━━━ PASSAGE FOR REVIEW ━━━
In his work on tuberculosis, Koch approached the vexing question of etiology. Koch’s postulates had their precedent in the work of Jacob Henle (10). While these tenets have evolved over time, Koch’s postulates are usually understood to include the following:

1 Regular isolation of an organism from the diseased organs and absence from healthy organs

2 Growth of the organism in pure culture

3 Recreation of disease on transmission to a susceptible host

4 Reisolation of the offending organism from the experimental host

Once it was possible to demonstrate the growth of microbes on artificial media and to see these microbes microscopically, the determination of the agents of specific infectious diseases simply exploded. These developments heralded the “golden age” of microbiology between 1877 and 1906 (Table 1). Koch revealed the age-old scourges of civilization, “Asiatic” cholera and consumption (tuberculosis), to be associated with specific organisms. Likewise, staphylococcus and streptococcus were identified as the causes of wound suppuration, limb amputation, and frequently death during wartime and after surgical procedures. A follow-on to the recognition of lethal bacterial wound contamination was Lister’s development of techniques for antiseptic surgery (22). The golden age was thus characterized by advances not only in laboratory techniques and demonstration of specific microbial causes of infections but also in the means to prevent those infections.
━━━
**GOAL OF THE EXERCISE**: Which tenets does the passage on Koch's work list as Koch's postulates?
━━━ RECORD EXTRACTS ━━━
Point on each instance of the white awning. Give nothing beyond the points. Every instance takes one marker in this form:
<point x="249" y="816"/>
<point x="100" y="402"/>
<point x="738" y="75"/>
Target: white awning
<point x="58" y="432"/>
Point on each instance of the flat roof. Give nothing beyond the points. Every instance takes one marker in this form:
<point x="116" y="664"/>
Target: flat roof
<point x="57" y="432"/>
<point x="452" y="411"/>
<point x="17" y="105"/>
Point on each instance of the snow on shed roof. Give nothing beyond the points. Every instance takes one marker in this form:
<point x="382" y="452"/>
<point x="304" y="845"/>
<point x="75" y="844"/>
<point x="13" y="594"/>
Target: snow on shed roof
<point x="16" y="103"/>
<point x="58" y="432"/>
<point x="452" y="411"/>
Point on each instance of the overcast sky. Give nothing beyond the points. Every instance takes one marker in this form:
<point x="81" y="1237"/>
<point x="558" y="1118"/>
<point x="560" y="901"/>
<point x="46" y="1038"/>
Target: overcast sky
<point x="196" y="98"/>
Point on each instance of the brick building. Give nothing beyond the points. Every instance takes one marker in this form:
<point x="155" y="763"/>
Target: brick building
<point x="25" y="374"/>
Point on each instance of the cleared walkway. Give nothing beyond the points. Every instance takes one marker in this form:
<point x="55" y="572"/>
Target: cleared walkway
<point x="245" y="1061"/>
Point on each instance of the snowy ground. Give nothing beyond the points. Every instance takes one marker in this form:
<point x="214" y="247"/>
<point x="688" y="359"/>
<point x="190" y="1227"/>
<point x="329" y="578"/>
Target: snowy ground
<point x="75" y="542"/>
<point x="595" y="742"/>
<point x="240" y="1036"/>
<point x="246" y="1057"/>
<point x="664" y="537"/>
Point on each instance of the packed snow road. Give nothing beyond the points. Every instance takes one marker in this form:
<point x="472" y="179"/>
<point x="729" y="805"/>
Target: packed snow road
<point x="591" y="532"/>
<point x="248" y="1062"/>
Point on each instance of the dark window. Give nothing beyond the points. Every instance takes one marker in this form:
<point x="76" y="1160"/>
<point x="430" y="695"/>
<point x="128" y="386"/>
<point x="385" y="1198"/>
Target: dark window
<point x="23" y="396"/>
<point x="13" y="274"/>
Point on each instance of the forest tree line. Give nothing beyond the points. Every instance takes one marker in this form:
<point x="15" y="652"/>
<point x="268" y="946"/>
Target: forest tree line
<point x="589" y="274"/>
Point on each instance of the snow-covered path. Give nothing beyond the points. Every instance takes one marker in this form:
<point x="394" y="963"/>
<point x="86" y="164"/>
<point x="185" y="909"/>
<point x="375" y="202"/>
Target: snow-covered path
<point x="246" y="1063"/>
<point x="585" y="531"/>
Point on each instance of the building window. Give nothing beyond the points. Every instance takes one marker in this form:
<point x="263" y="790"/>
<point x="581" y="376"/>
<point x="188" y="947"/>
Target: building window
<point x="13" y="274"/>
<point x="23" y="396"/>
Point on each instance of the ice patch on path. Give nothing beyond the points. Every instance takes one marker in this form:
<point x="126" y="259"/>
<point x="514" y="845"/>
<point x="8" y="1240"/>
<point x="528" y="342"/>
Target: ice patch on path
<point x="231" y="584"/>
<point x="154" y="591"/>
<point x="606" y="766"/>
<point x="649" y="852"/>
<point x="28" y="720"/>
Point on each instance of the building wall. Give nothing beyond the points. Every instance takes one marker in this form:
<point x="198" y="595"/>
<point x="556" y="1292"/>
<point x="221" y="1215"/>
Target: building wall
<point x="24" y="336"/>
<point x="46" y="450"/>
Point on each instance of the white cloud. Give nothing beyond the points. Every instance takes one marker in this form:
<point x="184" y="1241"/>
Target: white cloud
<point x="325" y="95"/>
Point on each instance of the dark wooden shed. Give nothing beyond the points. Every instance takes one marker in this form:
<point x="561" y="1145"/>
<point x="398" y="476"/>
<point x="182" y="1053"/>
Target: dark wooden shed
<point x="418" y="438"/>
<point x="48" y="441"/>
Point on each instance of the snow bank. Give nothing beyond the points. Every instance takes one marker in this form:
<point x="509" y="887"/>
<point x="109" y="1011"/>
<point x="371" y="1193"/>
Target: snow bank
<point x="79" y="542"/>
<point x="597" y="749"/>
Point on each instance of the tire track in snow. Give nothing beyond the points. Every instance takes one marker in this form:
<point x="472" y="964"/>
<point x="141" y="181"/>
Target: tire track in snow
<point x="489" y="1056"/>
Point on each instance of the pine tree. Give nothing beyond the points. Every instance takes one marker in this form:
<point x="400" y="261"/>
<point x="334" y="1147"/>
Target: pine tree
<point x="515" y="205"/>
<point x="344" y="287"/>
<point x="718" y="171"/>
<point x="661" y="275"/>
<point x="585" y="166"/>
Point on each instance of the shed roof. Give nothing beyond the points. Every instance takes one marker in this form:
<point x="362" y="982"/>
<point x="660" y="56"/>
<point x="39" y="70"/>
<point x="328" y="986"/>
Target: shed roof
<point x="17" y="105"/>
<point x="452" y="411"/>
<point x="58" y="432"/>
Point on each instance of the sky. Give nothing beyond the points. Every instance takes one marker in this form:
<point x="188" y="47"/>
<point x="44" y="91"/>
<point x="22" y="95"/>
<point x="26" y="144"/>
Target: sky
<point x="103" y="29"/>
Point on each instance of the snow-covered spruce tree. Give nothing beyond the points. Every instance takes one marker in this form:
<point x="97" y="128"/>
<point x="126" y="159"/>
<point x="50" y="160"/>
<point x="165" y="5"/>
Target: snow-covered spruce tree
━━━
**RESPONSE TO THE EXERCISE**:
1. Regular isolation of an organism from the diseased organs and absence from healthy organs
2. Growth of the organism in pure culture
3. Recreation of disease on transmission to a susceptible host
4. Reisolation of the offending organism from the experimental host